▶ [TO DO]:
Reproduce verbatim the lines below running from the one containing "[segment] bird's claw" through the one containing "301L212 305L217 305L219", both included, and nothing else.

▶ [Records from an annotation dataset]:
--- start ---

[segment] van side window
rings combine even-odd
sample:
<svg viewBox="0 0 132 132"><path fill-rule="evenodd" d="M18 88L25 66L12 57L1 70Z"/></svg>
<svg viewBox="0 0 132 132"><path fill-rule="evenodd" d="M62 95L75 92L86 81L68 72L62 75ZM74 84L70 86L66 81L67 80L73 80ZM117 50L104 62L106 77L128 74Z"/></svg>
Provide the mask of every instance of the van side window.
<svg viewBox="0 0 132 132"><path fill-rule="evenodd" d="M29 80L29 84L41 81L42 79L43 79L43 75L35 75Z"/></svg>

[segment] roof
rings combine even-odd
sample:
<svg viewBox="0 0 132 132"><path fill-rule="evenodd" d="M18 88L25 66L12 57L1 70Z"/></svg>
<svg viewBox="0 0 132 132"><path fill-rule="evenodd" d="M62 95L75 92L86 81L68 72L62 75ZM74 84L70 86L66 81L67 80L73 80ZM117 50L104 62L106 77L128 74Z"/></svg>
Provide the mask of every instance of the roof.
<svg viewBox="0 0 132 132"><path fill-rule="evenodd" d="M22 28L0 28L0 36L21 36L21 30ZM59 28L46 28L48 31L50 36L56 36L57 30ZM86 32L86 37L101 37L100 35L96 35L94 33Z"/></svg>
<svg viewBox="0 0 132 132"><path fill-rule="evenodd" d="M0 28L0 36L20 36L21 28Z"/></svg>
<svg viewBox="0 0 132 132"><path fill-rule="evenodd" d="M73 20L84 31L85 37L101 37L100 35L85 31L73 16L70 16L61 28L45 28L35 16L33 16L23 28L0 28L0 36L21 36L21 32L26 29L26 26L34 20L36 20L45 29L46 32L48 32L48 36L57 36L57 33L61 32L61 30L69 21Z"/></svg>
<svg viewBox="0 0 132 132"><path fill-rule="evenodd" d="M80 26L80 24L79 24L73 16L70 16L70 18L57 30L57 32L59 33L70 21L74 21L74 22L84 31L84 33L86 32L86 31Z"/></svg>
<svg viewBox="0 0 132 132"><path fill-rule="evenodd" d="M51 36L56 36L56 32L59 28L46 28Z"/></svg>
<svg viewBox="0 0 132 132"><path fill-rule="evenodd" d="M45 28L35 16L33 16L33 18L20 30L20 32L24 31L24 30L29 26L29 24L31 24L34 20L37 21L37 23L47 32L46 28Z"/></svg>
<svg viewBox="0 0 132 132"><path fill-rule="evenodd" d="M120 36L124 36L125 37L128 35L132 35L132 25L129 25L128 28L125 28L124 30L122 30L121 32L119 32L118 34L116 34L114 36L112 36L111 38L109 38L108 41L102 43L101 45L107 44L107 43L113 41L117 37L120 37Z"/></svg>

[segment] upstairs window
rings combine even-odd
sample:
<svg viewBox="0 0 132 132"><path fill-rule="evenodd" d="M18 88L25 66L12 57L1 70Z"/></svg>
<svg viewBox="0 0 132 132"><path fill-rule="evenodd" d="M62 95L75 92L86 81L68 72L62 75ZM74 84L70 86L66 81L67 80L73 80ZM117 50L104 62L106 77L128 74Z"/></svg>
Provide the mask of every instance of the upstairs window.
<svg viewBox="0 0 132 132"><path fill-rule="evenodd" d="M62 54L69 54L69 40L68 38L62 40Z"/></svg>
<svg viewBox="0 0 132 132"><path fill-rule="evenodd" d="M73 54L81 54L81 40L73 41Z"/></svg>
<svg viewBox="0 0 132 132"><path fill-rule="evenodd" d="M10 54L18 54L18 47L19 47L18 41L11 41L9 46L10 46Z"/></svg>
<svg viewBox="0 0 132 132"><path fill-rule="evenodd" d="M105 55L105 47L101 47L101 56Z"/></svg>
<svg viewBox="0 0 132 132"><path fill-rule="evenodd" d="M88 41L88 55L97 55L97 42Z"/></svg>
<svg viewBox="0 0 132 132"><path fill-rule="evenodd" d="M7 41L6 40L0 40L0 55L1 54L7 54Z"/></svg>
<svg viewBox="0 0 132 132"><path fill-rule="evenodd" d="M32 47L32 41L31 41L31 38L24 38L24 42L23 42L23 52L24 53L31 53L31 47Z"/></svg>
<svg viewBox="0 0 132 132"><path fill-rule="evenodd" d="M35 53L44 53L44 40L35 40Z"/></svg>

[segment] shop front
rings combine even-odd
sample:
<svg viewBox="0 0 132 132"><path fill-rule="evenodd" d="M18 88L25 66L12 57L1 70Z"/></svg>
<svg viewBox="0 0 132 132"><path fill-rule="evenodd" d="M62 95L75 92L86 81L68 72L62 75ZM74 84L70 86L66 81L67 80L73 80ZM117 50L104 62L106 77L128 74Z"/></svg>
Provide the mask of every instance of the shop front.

--- end ---
--- start ---

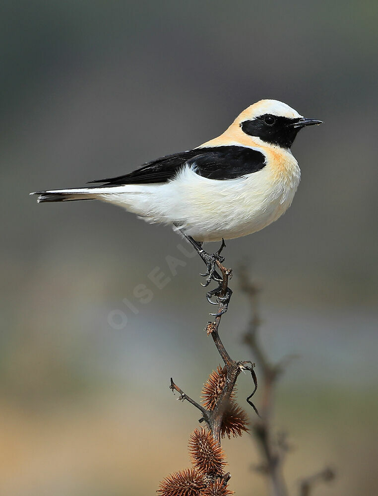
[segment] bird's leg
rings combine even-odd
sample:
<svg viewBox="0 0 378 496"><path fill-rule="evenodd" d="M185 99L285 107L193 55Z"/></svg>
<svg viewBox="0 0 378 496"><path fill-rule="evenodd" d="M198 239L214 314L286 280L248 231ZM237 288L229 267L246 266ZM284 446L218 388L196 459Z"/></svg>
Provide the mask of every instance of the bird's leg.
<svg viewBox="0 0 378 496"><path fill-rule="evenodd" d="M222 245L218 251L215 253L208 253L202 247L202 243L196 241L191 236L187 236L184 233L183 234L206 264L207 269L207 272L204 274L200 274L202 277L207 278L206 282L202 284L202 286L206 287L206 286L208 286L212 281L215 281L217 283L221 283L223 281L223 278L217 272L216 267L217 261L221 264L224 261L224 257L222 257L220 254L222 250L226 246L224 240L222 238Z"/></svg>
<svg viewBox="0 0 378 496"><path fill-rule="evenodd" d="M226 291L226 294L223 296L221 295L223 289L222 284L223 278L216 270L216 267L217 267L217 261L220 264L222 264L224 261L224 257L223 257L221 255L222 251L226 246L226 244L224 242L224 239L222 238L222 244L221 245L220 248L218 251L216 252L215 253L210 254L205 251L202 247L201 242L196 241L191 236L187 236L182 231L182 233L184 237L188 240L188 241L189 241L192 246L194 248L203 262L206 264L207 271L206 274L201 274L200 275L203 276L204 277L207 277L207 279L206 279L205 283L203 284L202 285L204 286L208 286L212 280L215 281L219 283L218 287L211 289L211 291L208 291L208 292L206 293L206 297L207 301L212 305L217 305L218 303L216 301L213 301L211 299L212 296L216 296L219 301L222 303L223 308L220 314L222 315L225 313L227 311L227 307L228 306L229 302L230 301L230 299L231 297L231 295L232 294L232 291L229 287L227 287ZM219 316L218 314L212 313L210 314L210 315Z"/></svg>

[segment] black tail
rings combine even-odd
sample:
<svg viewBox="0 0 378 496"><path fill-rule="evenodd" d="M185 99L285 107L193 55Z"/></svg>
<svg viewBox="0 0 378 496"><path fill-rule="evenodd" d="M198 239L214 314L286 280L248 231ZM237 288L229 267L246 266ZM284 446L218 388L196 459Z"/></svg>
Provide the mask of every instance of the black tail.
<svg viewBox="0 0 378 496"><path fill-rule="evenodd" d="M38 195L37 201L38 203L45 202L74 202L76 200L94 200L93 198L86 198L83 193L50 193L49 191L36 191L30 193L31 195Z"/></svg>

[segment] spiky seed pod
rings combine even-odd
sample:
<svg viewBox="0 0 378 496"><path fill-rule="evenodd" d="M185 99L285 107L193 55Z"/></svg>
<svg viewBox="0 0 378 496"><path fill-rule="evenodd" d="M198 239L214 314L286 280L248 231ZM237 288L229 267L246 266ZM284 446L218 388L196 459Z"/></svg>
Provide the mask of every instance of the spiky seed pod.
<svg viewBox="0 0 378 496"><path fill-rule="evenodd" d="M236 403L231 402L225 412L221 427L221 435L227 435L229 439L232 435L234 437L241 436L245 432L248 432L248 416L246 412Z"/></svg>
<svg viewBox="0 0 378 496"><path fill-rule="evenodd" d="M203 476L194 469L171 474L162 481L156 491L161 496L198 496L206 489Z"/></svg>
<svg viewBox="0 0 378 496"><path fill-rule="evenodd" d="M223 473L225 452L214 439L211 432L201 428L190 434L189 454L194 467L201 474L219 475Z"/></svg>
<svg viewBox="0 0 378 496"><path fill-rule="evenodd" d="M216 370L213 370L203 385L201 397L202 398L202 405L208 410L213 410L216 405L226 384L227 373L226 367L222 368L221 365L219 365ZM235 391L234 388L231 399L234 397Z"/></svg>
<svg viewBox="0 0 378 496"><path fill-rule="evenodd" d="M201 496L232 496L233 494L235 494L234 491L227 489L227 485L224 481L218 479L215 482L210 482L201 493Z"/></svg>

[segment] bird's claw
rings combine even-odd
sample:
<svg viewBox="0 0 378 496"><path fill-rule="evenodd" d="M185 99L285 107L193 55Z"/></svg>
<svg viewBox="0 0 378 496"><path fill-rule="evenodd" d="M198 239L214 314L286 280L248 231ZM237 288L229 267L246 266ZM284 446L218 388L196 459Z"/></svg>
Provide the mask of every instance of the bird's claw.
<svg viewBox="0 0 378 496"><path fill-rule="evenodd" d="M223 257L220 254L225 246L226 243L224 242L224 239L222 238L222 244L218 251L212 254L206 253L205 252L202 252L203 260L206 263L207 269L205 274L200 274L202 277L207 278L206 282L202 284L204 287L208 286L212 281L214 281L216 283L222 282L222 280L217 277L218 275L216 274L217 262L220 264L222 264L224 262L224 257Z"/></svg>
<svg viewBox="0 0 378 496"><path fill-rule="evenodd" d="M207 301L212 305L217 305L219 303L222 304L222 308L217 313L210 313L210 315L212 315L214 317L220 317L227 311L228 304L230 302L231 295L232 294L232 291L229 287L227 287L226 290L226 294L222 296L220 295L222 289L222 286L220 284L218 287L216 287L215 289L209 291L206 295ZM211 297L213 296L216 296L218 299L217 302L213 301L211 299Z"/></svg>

--- end ---
--- start ---

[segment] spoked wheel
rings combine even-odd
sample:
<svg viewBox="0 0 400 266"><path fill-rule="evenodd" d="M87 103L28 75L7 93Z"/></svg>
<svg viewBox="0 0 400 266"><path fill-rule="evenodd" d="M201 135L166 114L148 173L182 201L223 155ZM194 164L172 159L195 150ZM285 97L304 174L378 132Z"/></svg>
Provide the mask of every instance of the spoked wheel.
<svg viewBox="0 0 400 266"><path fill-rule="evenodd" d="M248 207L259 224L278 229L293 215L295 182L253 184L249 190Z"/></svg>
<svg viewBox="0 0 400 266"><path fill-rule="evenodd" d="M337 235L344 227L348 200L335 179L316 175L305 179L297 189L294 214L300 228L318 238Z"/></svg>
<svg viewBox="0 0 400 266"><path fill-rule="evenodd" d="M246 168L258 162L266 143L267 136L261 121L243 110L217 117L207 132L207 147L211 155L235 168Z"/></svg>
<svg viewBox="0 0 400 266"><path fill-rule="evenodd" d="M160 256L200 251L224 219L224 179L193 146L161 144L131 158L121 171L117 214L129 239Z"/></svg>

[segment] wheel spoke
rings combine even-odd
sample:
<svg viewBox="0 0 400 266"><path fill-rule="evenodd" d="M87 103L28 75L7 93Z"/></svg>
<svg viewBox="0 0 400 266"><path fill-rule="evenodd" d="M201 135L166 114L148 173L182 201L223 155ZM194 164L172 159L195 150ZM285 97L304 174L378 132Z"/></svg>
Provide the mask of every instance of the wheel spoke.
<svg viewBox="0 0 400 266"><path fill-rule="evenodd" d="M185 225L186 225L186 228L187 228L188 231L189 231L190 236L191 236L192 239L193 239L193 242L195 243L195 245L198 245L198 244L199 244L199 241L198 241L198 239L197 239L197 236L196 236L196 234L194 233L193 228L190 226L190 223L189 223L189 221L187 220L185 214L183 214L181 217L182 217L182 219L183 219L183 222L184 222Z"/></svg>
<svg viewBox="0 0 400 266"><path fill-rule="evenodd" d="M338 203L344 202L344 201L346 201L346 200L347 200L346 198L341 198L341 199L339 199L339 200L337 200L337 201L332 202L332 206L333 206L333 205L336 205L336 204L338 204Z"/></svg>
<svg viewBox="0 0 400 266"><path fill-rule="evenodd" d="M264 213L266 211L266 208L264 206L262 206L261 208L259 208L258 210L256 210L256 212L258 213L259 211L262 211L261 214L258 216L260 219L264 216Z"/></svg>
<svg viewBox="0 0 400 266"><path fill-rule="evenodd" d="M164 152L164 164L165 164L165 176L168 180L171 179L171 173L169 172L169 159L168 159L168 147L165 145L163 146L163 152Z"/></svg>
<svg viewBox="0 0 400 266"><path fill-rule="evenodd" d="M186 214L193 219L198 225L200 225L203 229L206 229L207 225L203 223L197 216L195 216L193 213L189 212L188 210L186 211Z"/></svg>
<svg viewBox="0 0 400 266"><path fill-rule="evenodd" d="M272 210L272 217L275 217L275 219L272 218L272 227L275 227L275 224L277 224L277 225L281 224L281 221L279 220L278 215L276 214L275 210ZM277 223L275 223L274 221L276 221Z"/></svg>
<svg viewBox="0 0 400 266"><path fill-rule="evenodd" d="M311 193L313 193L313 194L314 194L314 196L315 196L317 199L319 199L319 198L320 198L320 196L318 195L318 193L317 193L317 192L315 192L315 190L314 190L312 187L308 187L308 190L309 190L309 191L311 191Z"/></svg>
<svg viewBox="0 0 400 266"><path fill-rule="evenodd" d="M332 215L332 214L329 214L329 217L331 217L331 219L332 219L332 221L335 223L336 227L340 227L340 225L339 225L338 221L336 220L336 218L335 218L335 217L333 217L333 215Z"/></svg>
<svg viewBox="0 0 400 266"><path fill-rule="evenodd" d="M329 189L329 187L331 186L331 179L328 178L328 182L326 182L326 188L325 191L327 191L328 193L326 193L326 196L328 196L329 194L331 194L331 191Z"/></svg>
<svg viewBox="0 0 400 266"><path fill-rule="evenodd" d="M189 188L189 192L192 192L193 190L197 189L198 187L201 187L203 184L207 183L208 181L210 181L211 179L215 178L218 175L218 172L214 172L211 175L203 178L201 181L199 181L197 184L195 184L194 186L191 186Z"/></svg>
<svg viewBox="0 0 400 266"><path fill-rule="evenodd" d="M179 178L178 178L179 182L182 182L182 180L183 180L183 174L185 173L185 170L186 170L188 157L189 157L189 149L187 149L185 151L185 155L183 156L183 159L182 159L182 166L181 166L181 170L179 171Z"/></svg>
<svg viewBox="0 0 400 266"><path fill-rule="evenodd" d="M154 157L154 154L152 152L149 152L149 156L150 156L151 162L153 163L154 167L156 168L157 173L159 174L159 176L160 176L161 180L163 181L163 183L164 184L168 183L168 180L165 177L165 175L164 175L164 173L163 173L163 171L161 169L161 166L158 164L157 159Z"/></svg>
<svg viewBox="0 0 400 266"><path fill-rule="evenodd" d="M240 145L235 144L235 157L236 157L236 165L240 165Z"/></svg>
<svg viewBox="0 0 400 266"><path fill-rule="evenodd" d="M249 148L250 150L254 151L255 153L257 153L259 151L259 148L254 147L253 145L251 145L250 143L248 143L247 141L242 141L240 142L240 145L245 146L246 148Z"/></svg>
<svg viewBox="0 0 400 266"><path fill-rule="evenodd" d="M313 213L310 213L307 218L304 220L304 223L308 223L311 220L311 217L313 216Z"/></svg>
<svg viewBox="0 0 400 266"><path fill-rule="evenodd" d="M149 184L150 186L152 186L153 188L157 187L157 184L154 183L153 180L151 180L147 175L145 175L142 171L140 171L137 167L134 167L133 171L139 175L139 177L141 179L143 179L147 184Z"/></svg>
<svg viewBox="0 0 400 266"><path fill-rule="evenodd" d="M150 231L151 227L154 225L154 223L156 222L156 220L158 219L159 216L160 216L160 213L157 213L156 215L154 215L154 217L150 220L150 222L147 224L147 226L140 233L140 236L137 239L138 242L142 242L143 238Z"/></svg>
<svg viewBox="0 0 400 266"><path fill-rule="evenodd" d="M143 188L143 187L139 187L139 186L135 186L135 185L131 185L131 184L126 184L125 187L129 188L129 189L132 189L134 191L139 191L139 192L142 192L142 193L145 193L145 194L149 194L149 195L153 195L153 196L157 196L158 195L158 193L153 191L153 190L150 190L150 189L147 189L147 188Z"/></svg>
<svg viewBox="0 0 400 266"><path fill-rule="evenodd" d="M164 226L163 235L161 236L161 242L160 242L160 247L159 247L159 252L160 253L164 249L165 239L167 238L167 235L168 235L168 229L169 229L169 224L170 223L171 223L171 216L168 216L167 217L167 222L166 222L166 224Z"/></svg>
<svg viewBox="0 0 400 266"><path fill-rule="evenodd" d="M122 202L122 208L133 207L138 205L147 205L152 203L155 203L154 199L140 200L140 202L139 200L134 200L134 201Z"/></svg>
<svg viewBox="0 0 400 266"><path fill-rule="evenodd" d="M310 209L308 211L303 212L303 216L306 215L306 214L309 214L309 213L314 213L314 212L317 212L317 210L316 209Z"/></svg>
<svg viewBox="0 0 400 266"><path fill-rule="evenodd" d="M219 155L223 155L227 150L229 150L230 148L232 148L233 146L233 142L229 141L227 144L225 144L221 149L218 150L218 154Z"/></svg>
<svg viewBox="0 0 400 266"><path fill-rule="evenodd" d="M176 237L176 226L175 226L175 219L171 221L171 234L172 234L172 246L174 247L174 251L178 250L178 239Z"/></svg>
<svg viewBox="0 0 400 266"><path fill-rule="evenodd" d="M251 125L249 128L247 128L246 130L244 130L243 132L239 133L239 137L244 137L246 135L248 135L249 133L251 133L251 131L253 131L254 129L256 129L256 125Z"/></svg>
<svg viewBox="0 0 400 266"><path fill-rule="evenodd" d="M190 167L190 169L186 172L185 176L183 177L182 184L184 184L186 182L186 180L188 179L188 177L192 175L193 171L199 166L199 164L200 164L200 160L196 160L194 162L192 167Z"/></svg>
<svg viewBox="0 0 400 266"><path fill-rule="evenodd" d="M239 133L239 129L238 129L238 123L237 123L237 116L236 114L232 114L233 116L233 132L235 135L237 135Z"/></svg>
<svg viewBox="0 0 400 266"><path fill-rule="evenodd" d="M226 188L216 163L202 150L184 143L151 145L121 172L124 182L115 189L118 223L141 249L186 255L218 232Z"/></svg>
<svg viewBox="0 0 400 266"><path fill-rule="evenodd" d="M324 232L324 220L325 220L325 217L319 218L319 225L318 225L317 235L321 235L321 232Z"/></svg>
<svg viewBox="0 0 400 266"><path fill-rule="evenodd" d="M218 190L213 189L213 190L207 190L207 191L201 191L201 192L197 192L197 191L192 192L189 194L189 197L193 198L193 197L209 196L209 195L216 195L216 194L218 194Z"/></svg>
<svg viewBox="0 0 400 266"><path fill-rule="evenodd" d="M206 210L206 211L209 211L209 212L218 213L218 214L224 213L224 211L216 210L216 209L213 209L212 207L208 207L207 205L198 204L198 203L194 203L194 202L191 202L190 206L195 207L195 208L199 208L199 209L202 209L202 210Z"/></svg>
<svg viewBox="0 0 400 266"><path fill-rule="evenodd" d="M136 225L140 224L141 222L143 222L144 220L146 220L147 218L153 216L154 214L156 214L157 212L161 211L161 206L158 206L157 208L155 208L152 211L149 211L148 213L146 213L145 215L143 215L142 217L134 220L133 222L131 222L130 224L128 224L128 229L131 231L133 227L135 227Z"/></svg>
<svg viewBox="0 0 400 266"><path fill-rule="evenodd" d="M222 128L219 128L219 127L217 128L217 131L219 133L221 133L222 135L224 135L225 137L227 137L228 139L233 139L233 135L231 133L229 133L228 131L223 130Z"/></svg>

--- end ---

▶ [TASK OUTPUT]:
[segment] bird's claw
rings combine even-odd
sample:
<svg viewBox="0 0 378 496"><path fill-rule="evenodd" d="M185 99L285 107L193 55Z"/></svg>
<svg viewBox="0 0 378 496"><path fill-rule="evenodd" d="M198 239L214 314L286 280L248 231ZM237 288L229 267L246 266ZM284 446L218 388L196 459Z"/></svg>
Provide the mask of every instance of the bird's claw.
<svg viewBox="0 0 378 496"><path fill-rule="evenodd" d="M223 257L220 254L225 246L226 243L224 242L224 239L222 238L222 244L218 251L212 254L206 253L205 252L202 252L203 260L206 263L207 269L205 274L200 274L202 277L207 278L206 282L202 284L204 287L208 286L212 281L214 281L216 283L222 282L222 280L217 277L218 275L216 274L217 262L220 264L222 264L224 262L224 257Z"/></svg>
<svg viewBox="0 0 378 496"><path fill-rule="evenodd" d="M207 301L212 305L217 305L219 303L222 304L222 308L217 313L210 313L210 315L212 315L214 317L220 317L227 311L228 304L230 302L231 295L232 294L232 291L229 287L227 287L226 290L226 294L222 296L220 295L222 289L222 286L220 284L218 287L216 287L215 289L209 291L206 295ZM211 297L213 296L216 296L218 299L217 302L213 301L211 299Z"/></svg>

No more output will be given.